======== TASK DATA

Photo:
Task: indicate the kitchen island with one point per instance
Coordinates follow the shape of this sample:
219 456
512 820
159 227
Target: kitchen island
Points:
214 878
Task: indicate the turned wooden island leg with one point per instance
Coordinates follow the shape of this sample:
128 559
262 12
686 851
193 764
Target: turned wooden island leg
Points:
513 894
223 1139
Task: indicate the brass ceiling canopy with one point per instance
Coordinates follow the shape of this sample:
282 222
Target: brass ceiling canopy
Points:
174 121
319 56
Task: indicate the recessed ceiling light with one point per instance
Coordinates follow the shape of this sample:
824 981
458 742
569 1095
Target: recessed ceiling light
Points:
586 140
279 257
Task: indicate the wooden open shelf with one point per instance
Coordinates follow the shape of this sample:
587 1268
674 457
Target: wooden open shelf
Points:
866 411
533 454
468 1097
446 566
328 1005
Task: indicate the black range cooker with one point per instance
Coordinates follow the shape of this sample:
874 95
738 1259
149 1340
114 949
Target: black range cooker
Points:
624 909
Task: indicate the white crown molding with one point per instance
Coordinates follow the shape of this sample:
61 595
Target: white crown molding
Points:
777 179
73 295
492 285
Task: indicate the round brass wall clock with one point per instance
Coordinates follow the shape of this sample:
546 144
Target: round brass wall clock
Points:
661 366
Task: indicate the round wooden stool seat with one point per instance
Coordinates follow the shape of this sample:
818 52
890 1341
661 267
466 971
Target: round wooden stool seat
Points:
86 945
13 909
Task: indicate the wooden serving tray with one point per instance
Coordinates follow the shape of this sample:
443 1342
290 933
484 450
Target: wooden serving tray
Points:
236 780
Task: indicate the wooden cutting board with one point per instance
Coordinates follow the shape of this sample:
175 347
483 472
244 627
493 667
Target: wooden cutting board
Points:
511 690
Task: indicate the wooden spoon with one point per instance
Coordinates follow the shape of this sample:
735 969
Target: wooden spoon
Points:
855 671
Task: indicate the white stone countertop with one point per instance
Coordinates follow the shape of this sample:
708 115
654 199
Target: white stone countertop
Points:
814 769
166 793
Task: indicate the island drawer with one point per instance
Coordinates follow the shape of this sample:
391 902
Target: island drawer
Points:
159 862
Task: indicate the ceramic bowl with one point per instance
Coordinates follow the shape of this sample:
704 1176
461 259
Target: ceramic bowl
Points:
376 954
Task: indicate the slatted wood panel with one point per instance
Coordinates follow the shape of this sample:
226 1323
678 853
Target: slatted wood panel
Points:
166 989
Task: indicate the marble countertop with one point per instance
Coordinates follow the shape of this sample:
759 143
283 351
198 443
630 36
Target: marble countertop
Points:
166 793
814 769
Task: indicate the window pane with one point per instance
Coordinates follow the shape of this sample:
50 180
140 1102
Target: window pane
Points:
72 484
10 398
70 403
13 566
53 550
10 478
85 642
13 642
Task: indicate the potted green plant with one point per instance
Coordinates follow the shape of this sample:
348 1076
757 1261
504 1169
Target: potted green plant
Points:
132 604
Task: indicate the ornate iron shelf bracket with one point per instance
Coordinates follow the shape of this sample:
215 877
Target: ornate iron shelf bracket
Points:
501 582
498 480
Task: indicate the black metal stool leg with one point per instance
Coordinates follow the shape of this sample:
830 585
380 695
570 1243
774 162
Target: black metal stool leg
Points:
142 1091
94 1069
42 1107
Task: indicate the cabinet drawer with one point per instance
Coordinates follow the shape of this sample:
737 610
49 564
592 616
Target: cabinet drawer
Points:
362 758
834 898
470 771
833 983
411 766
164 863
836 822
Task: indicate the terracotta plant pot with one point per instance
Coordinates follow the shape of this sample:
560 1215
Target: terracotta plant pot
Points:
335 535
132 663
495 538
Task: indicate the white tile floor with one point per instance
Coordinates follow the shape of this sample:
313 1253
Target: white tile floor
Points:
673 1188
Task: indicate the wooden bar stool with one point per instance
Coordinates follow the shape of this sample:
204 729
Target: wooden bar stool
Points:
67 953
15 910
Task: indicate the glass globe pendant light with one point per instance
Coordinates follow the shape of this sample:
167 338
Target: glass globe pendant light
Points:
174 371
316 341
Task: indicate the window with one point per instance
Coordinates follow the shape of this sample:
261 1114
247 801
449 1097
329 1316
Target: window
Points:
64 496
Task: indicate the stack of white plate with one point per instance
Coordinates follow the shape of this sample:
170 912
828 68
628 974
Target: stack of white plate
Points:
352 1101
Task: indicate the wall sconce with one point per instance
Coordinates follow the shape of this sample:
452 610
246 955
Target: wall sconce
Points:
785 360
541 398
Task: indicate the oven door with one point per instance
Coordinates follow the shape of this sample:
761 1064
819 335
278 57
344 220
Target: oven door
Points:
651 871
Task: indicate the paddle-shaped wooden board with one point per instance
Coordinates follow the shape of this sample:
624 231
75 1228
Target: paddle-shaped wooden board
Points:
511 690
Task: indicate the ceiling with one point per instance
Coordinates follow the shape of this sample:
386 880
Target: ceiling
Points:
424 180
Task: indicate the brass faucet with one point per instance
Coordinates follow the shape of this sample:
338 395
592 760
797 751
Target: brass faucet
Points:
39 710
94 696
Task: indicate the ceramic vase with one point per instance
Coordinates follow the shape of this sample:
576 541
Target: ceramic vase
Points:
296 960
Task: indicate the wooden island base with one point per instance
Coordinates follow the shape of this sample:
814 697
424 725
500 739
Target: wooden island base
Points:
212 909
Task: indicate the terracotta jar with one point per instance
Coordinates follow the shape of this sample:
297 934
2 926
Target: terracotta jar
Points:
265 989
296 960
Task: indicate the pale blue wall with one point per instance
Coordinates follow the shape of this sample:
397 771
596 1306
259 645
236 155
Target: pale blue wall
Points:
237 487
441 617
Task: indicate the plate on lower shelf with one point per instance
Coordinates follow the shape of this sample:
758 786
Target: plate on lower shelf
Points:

================

TO DO »
Update the lines from the one containing "Task: indicate the terracotta jar" through the last line, inclusive, by changing "pale blue wall" to "sage green wall" and keeping everything else the same. Return only those lines.

RESPONSE »
Task: indicate the terracotta jar with one point per instance
Coordinates follow the shape of this sample:
297 934
2 926
Target: terracotta jar
Points:
265 989
296 960
Task: indicate the sage green wall with one point per instance
Coordinates follow the shape of this sample:
397 771
596 1306
259 645
236 155
Target: sage green wall
Points:
237 487
441 617
Task: indicate the plate on lower shelf with one point per instance
Coordinates follow the shape of this sample:
758 786
Target: plate on lower shelf
Points:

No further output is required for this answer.